> [WRITTEN EXERCISE] Reproduce word for word the part of the HuggingFace Datasets loading text that runs from "Data Loading - HuggingFace" up to and including "hard to beat!".

Data Loading - HuggingFace Datasets
hf-dataset
recipe
Probably one of the easier and better ‘getting-started’ dataset libraries. It might not achieve the best results, but it’s good enough and the simplicity is hard to beat!
In my previous blog-post I introduced Daft. Now I wish to introduce a new tool, and later I’ll share both a comparison blog and recipes for both libraries on common tasks, such as Object Detection.
Loading From HuggingFace Datasets
HuggingFace Datasets is one of the biggest dataset providers out there, integrating with them is something that is of great importance. Luckily it’s easy!
import datasets
ds = datasets.load_dataset("detection-datasets/fashionpedia")Data Transforms
HuggingFace Datasets comes with a lot of nice-to-haves, like being able to .map on all Datasets directly in one call.
import albumentations as A
import numpy as np
PREPROCESS_TRANSFORMS = A.Compose(
[A.Resize(224, 244)],
bbox_params=A.BboxParams(format="pascal_voc", label_fields=["category"]),
)
AUGMENTATIONS = A.Compose([A.HorizontalFlip(p=0.1), A.VerticalFlip(p=0.1)])
# test if we'd run batched mode and compare.
def transform_images(data: dict) -> dict:
out = PREPROCESS_TRANSFORMS(
image=np.array(data["image"]),
bboxes=data["objects"]["bbox"],
category=data["objects"]["category"],
)
return out
ds.map(transform_images, num_proc=4)

> [RECORDED INFORMATION]
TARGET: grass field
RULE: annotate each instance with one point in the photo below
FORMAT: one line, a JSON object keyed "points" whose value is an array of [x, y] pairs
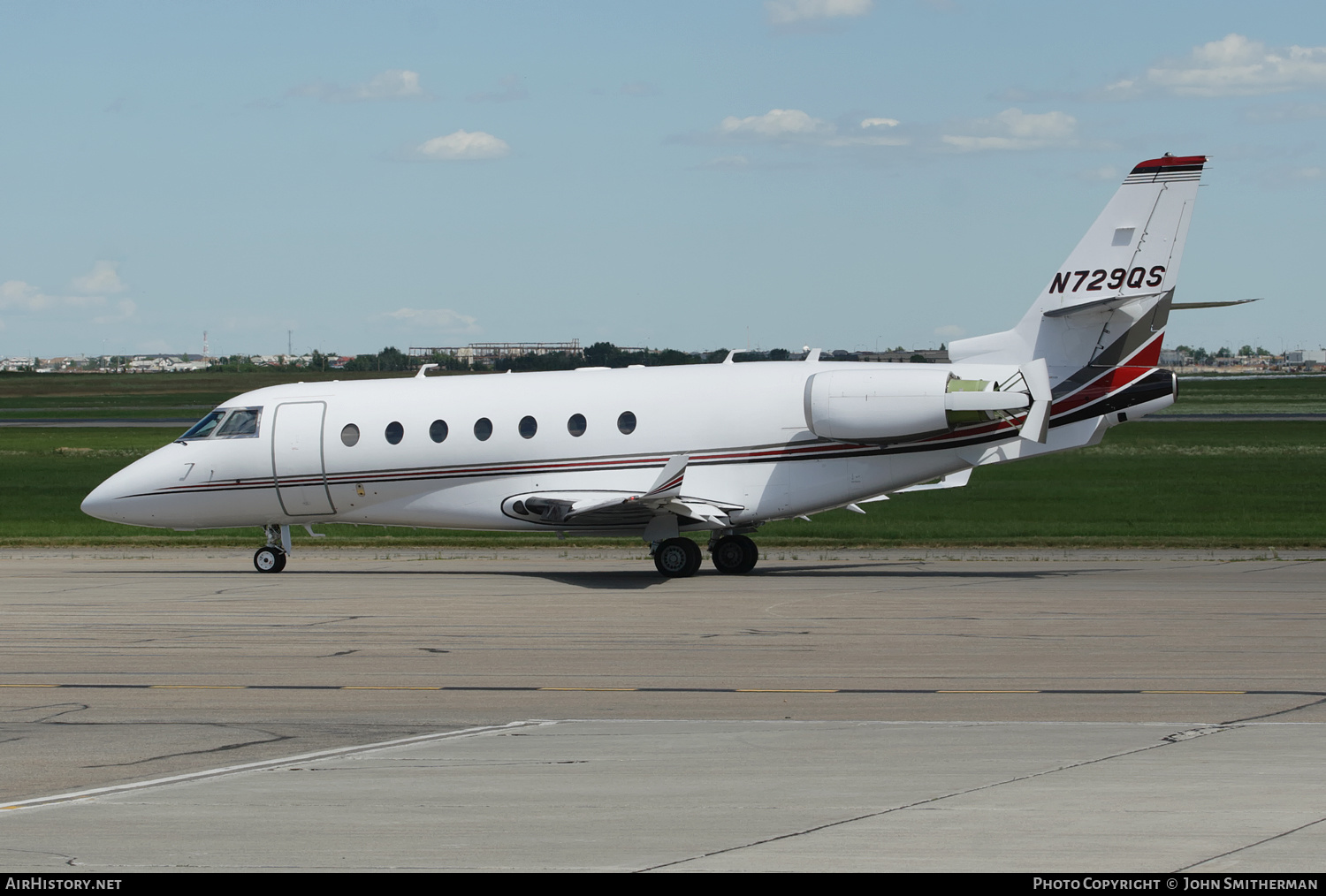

> [THE REPLY]
Data Loading - HuggingFace Datasets
hf-dataset
recipe
Probably one of the easier and better ‘getting-started’ dataset libraries. It might not achieve the best results, but it’s good enough and the simplicity is hard to beat!